DELETE¶
The DELETE statement removes rows or column values from Cassandra tables. Unlike traditional databases that immediately remove data, Cassandra writes tombstones—markers indicating data has been deleted. Understanding tombstones is essential for maintaining cluster performance.
Behavioral Guarantees¶
What DELETE Guarantees¶
- DELETE creates a tombstone marker for deleted data
- DELETE with higher timestamp supersedes earlier writes
- Tombstones are replicated like regular data
- Tombstones are not removed before gc_grace_seconds has elapsed
- Range DELETE creates a single range tombstone (Cassandra 3.0+)

— TO DO —
[1] Set down the passage from the Cassandra DELETE section that falls between "Behavioral Guarantees¶" and "tombstone (Cassandra 3.0+)", inclusive.
[2] In the Cassandra DELETE section, what does Cassandra write when data is deleted, rather than removing it right away?

— SUPPLIED MATERIAL —
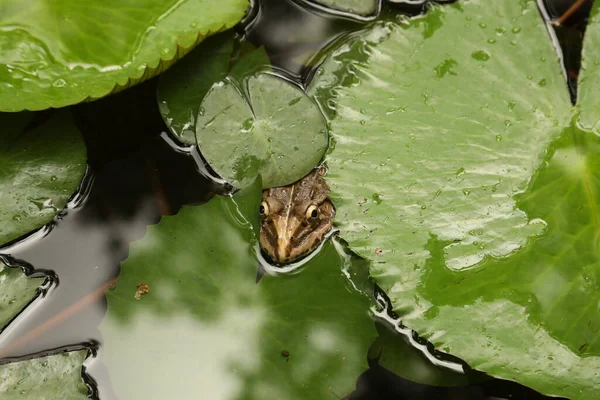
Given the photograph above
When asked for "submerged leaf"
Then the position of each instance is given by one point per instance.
(263, 126)
(60, 53)
(46, 378)
(363, 8)
(588, 94)
(220, 333)
(16, 291)
(40, 168)
(431, 174)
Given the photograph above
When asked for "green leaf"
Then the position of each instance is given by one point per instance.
(302, 336)
(47, 378)
(40, 168)
(363, 8)
(59, 53)
(183, 87)
(263, 126)
(397, 354)
(16, 291)
(433, 174)
(588, 98)
(533, 316)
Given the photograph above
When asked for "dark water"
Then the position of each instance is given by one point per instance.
(136, 176)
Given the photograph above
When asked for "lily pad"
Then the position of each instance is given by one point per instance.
(433, 172)
(46, 378)
(361, 8)
(41, 165)
(219, 333)
(261, 126)
(182, 88)
(57, 54)
(16, 291)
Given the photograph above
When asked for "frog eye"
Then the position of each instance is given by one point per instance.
(263, 210)
(312, 212)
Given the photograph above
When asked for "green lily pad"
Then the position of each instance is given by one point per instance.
(40, 168)
(363, 8)
(16, 291)
(182, 88)
(57, 54)
(262, 126)
(46, 378)
(215, 330)
(434, 172)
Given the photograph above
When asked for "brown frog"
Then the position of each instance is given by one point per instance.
(295, 218)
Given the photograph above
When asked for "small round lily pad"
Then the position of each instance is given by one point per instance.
(261, 126)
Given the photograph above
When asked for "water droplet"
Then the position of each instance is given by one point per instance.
(59, 83)
(377, 198)
(248, 124)
(480, 55)
(294, 101)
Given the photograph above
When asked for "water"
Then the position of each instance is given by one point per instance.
(135, 177)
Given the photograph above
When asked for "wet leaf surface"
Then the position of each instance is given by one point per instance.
(16, 291)
(263, 126)
(59, 54)
(205, 326)
(47, 378)
(435, 177)
(183, 87)
(40, 168)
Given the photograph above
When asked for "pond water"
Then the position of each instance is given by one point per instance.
(136, 176)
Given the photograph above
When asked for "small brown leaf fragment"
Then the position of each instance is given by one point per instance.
(143, 289)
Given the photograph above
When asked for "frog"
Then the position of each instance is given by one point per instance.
(295, 219)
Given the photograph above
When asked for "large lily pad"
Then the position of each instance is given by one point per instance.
(433, 175)
(46, 378)
(60, 53)
(261, 126)
(215, 330)
(41, 165)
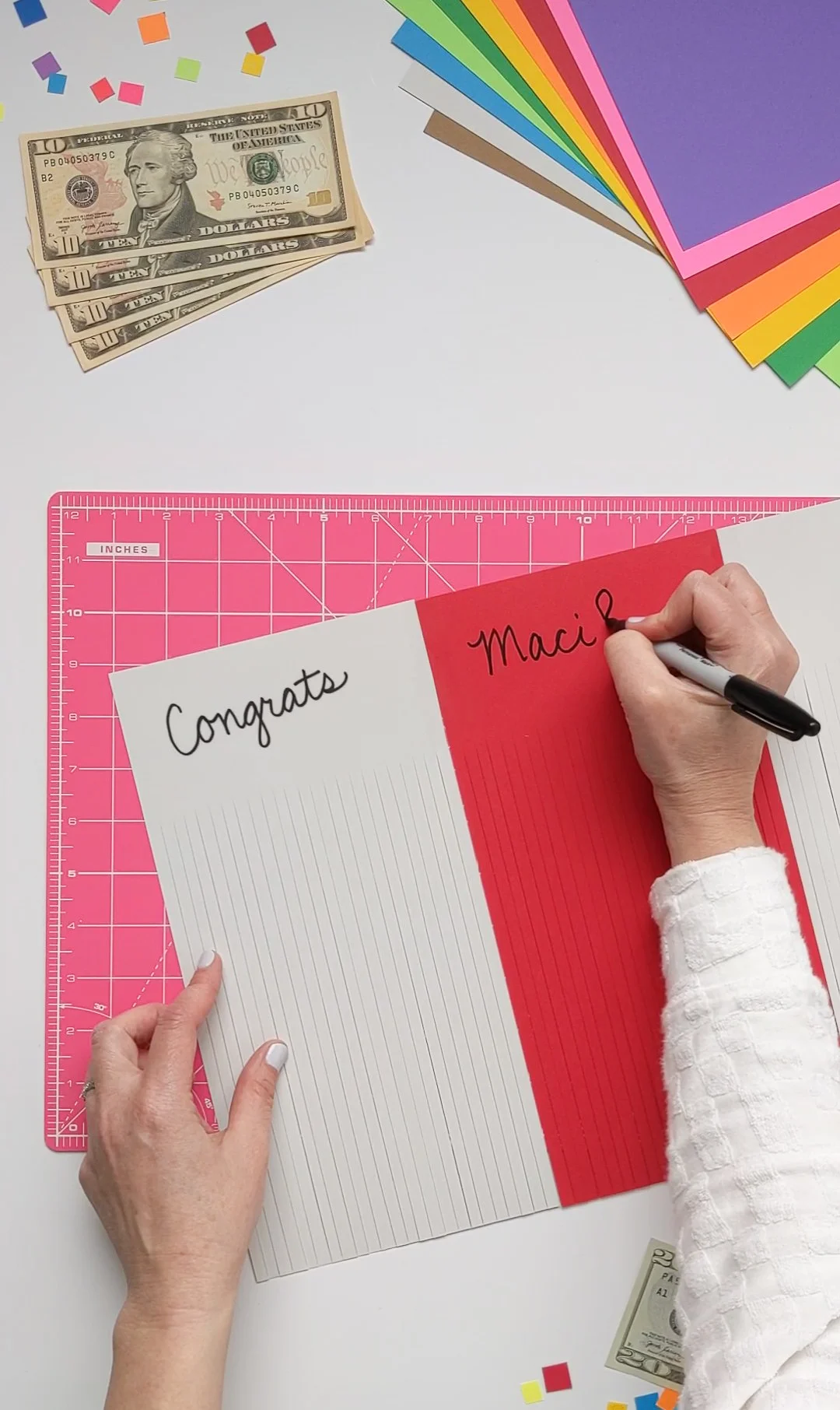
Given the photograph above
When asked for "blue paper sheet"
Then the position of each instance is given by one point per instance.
(432, 55)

— RESPONSES BY TASK —
[1]
Behavioral Guarantees¶
What DELETE Guarantees¶
- DELETE creates a tombstone marker for deleted data
- DELETE with higher timestamp supersedes earlier writes
- Tombstones are replicated like regular data
- Tombstones are not removed before gc_grace_seconds has elapsed
- Range DELETE creates a single range tombstone (Cassandra 3.0+)

[2] Tombstones, which are markers indicating that data has been deleted.